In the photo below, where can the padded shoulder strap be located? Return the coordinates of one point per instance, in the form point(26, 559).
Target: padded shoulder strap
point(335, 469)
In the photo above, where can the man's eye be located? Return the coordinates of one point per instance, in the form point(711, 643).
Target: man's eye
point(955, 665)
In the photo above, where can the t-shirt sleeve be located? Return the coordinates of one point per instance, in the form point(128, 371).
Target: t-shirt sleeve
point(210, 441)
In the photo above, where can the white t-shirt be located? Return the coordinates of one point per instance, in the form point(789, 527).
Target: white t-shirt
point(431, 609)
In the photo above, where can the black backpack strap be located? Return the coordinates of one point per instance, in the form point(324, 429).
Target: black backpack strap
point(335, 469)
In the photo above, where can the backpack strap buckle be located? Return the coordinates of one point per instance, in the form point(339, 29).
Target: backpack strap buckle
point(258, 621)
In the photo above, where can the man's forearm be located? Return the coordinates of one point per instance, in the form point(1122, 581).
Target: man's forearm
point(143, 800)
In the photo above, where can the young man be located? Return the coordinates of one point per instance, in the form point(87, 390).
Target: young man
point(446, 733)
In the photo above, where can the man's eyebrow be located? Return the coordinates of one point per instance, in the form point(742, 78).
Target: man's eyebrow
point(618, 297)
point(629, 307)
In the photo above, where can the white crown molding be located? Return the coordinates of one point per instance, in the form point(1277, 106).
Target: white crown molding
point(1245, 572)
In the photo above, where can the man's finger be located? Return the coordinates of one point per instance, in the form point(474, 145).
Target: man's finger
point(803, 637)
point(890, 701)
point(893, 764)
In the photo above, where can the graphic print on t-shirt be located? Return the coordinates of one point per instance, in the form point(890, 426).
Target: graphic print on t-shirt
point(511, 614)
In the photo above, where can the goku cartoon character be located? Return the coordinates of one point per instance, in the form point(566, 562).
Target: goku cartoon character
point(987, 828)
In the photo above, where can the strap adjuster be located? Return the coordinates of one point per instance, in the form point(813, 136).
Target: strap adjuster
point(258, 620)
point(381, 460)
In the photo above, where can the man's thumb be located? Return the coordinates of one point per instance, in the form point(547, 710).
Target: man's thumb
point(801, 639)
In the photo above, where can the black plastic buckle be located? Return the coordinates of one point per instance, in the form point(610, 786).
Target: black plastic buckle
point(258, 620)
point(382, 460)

# # # #

TO DO =>
Rewrite the part of the items that opens with the line containing "In the photo above, where can the man's finger" and runs through the end of the items, both ends included, with each request kept as is. In the answers only, multiply every point coordinate by 0.8 and round to a whole number, with halves rounding up.

EXERCISE RESULT =>
In the photo above, where can the man's finger be located? Return the coordinates of one point per instance, in the form point(474, 145).
Target: man's finger
point(642, 510)
point(712, 561)
point(714, 611)
In the photo above, where can the graphic print on t-shirt be located? Return the coordinates of one point per instance, in the form point(890, 426).
Target: graphic print on t-shirt
point(409, 491)
In the photo above, where can the goku cartoon character be located? Return the coordinates of one point per instance, in the form point(566, 562).
Target: goku cartoon character
point(790, 662)
In the photo above, where can the strap adjuster be located? Return the coordinates of one point per instance, in the form point(813, 136).
Target: strap adjuster
point(206, 496)
point(305, 368)
In the photo above, where can the man's thumb be located? Return the coordinates of one point per instance, in the form point(547, 710).
Target: man's thumb
point(641, 511)
In the photo above, where can the black plastic buckle be located? Return the coordinates of one point per instance, in the form point(610, 786).
Target: black plastic buckle
point(206, 496)
point(306, 368)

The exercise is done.